BEGIN Input for this task

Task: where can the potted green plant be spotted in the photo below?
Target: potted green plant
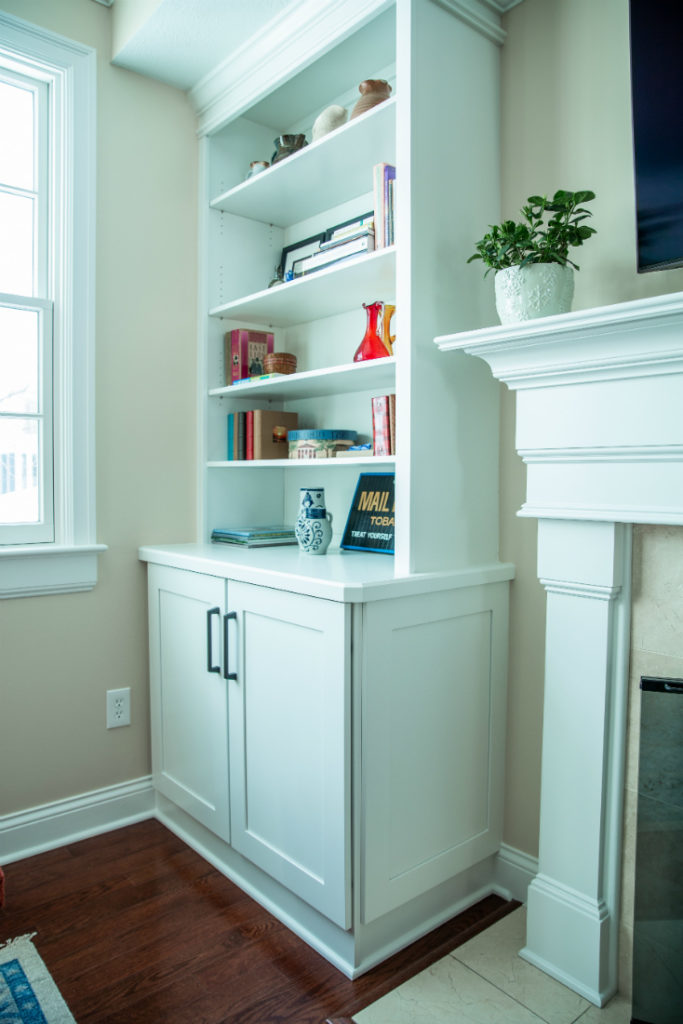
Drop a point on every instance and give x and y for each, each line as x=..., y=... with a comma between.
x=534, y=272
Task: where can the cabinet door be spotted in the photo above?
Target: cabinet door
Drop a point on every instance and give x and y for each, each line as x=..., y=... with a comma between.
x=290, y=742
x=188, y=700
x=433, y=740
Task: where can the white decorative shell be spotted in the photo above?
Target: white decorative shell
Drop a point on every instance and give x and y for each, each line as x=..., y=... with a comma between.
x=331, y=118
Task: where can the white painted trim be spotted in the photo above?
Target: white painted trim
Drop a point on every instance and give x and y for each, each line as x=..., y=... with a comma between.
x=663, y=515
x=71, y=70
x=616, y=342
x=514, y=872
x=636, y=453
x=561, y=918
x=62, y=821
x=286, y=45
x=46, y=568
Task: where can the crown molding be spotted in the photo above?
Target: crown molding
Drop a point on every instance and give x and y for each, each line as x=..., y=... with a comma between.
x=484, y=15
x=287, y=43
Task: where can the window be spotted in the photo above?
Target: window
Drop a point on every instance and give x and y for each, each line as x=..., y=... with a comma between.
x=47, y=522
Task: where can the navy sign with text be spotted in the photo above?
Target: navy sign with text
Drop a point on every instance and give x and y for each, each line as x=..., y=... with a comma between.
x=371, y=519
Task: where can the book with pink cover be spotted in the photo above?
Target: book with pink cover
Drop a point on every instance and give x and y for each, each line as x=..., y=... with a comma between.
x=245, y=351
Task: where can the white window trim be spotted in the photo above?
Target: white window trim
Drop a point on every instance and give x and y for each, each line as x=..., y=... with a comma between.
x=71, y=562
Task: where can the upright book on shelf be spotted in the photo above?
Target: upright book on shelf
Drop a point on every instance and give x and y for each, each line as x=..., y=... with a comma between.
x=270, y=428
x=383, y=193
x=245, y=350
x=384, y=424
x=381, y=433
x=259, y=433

END Input for this task
BEGIN Input for this task

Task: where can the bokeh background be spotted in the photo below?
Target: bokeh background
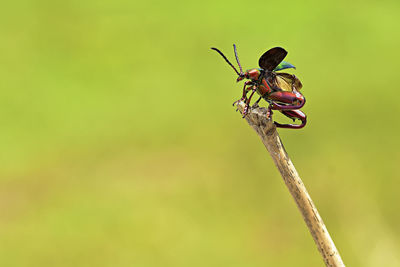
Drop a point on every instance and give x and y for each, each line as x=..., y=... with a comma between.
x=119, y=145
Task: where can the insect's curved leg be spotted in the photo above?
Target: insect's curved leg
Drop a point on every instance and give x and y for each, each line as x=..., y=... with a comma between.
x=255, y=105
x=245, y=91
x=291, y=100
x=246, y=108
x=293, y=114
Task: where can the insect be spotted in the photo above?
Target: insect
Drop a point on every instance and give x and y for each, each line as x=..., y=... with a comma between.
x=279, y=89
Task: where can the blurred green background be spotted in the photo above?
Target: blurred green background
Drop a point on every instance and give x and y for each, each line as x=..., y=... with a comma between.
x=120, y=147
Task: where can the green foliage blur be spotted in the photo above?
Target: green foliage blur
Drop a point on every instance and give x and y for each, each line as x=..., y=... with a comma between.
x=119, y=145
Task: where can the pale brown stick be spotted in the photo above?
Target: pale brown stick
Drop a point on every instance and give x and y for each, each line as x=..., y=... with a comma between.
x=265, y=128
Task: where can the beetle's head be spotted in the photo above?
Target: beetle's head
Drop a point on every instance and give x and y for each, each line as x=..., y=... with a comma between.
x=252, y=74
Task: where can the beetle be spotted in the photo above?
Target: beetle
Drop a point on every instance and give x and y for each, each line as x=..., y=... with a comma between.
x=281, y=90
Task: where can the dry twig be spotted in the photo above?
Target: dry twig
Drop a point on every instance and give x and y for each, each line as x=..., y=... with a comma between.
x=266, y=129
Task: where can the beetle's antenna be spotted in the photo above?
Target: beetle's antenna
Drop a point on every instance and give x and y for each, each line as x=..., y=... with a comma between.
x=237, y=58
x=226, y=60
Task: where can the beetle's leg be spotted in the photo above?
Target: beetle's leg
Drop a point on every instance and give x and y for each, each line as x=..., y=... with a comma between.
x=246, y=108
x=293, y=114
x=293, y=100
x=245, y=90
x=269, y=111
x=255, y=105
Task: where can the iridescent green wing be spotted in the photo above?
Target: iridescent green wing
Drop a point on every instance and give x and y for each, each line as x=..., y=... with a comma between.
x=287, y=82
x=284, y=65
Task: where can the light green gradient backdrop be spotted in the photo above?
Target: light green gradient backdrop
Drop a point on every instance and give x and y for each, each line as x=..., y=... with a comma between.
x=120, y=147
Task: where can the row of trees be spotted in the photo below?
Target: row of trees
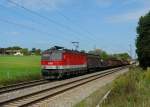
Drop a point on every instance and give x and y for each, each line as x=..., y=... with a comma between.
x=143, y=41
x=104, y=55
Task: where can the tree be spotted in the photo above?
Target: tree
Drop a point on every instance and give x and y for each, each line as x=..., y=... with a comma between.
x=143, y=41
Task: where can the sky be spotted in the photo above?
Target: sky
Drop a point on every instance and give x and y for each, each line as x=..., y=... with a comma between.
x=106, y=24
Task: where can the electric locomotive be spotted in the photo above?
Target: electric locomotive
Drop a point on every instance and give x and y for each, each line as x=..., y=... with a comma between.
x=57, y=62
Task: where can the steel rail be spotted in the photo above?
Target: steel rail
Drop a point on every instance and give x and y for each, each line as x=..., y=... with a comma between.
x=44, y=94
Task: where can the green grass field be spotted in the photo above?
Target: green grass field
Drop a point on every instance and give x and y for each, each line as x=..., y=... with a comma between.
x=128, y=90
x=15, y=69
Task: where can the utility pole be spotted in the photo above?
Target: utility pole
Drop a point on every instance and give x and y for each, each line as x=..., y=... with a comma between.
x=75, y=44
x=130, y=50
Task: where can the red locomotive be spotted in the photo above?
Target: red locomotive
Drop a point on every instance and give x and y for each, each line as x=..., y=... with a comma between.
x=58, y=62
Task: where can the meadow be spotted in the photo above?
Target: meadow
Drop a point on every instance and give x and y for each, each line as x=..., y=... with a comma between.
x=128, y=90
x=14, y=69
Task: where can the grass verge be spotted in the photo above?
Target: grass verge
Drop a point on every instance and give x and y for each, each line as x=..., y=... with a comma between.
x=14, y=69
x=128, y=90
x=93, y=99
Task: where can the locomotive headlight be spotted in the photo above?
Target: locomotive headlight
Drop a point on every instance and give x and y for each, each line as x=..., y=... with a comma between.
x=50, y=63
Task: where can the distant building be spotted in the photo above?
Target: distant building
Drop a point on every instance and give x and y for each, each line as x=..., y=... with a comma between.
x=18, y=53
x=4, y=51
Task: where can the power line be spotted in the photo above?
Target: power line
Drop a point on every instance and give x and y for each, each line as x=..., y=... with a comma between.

END Input for this task
BEGIN Input for this task

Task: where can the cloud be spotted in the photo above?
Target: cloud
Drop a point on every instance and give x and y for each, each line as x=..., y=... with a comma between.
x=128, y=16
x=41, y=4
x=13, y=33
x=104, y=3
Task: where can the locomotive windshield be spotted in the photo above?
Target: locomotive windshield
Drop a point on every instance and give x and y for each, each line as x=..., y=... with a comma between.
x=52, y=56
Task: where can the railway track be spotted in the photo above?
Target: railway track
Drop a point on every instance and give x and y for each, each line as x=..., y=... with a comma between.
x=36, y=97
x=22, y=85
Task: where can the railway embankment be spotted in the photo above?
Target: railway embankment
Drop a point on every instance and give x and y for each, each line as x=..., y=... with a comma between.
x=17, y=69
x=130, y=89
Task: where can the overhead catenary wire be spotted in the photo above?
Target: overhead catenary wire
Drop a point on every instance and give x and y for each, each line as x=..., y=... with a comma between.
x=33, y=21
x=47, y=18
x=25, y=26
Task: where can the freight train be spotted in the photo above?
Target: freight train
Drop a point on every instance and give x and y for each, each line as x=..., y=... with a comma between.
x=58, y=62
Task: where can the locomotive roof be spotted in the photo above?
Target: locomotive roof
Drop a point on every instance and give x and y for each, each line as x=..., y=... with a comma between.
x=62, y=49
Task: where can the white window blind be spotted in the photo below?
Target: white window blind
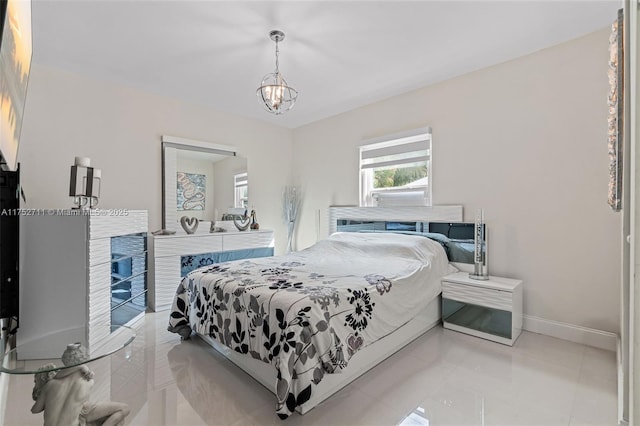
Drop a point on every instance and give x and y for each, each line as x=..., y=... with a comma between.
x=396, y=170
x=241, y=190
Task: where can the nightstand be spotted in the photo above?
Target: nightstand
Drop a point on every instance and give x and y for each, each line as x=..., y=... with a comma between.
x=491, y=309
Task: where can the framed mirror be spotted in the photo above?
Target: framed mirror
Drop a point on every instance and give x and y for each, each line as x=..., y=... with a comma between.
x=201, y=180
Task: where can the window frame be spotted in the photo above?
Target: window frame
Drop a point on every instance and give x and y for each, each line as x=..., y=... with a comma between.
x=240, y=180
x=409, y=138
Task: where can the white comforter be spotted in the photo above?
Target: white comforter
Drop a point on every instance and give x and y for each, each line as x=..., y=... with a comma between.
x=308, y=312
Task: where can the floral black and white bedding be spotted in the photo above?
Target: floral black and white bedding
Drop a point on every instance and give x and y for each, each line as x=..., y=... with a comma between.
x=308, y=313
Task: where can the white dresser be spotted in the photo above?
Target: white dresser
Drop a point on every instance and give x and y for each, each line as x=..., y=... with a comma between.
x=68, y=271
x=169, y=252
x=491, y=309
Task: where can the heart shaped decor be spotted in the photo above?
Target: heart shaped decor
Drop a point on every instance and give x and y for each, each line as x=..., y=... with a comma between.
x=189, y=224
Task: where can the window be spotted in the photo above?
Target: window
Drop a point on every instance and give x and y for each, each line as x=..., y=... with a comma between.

END Input for this task

== Exercise details ==
Going through the data, tally the lines containing "meadow" and report only the result.

== Output for this exercise ==
2